SELECTED EXCERPT
## BEGIN

Before reaching Porvenir, we drove on a gravel road alongside the Pacific's shore. At one moment, Isabel shouted: "dolphins!!!!". Hadrien and Mijail braked like crazy knowing Isabel's fondness for maritime animals. The dolphins were jumping, doing flips and swimming backwards for us! What a nice surprise to watch this spectacle during our last day.

We had a good lunch in Porvenir, a small desolated town which once made the paper, a century ago, because of a gold rush.

We embarked our motorbikes into the ferry. The trip was surprisingly accompanied by diving and jumping penguins and we even spotted a group of sea lions.

Two hours later we reached Punta Arenas. It was then the rush to prepare the luggage for our flight, give back our motorbikes, have a last memorable dinner and sleep 3 hours before taking our flight.

Now this adventure is over. We didn't have one day of bothering rain, the weather was always perfectly on our side (except the wind which sometimes was on the wrong side). We are all tired, exhausted, done; but very happy to have made it, to have experienced all those amazing landscapes, delicious meals, excellent weather, good laughs and from time to time also a bit of grrrrr. It was entirely worth it but required a lot of preparation.

We are now taking a 1-week well deserved vacation. Mijail & Isabel are flying to Mendoza, Argentina, to spend time with Mijail's family. Hadrien is going for a few days to Buenos Aires and Montevideo.

We thank all those who followed us regularly on the blog, in their hearts or both and also all those who contributed to the fundraising.

Until the next one!!!!

## END

(Data listing)
## BEGIN

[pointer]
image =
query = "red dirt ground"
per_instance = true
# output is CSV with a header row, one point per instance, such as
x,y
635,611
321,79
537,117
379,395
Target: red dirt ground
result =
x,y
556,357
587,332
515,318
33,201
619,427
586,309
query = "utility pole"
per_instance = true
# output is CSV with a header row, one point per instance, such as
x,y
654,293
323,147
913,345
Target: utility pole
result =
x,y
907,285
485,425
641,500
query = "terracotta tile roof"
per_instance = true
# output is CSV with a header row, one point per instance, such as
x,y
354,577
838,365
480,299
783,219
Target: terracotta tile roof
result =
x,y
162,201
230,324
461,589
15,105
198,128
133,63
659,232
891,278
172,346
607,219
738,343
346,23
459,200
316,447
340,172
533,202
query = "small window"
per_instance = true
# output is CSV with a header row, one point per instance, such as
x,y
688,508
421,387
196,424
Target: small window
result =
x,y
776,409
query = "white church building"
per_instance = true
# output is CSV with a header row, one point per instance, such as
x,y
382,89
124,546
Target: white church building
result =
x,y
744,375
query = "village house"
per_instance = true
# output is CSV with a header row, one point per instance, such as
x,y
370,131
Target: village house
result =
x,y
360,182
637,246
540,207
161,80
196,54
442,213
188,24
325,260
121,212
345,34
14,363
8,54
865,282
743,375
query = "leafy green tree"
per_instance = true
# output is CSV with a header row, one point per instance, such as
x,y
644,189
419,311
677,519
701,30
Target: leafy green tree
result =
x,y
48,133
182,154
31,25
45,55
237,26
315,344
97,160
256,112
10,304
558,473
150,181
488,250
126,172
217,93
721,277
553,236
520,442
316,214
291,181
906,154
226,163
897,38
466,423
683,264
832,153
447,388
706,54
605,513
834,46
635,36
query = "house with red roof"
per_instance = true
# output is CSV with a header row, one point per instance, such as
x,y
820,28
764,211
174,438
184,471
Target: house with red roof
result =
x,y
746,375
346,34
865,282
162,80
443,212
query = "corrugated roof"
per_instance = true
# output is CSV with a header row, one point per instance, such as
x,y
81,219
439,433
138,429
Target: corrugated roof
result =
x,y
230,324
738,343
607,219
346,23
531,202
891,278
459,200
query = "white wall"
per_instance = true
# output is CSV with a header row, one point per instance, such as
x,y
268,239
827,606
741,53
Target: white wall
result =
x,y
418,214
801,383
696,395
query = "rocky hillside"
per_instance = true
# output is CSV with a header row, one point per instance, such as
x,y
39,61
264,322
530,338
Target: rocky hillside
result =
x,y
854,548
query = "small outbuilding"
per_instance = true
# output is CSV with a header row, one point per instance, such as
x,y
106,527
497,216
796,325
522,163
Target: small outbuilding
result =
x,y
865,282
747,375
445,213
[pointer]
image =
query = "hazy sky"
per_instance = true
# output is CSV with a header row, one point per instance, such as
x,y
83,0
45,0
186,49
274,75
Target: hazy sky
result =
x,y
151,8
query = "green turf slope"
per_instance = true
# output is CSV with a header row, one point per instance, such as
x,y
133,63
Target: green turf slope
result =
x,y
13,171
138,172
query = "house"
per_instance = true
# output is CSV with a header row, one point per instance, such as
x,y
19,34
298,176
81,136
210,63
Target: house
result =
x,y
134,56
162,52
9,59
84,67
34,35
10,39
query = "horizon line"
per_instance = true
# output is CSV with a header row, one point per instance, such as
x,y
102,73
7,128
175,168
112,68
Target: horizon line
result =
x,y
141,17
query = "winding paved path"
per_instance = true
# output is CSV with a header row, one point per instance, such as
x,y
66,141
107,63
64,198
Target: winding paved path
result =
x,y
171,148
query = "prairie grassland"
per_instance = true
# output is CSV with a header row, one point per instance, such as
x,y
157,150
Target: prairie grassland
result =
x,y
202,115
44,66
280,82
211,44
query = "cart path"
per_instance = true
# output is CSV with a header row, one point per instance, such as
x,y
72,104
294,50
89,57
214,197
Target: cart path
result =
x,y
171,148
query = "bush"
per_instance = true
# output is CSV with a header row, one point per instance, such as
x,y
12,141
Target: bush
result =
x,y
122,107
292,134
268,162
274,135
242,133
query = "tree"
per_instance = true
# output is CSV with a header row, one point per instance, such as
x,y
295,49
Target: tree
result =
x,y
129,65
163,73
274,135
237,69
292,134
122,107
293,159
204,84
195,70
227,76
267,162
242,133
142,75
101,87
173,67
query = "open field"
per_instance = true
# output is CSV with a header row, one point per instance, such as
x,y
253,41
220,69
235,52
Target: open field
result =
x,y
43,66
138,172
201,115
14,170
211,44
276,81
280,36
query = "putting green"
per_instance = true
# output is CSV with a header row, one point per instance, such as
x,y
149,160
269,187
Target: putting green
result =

## END

GIVEN TASK 1
List the animals that the motorbike trip account says were seen along the way.
GIVEN TASK 2
In the motorbike trip account, set down the part that opens with the words containing "Before reaching Porvenir, we" and closes with "of sea lions.", word for word.

EXPECTED OUTPUT 1
dolphins, penguins, sea lions

EXPECTED OUTPUT 2
Before reaching Porvenir, we drove on a gravel road alongside the Pacific's shore. At one moment, Isabel shouted: "dolphins!!!!". Hadrien and Mijail braked like crazy knowing Isabel's fondness for maritime animals. The dolphins were jumping, doing flips and swimming backwards for us! What a nice surprise to watch this spectacle during our last day.

We had a good lunch in Porvenir, a small desolated town which once made the paper, a century ago, because of a gold rush.

We embarked our motorbikes into the ferry. The trip was surprisingly accompanied by diving and jumping penguins and we even spotted a group of sea lions.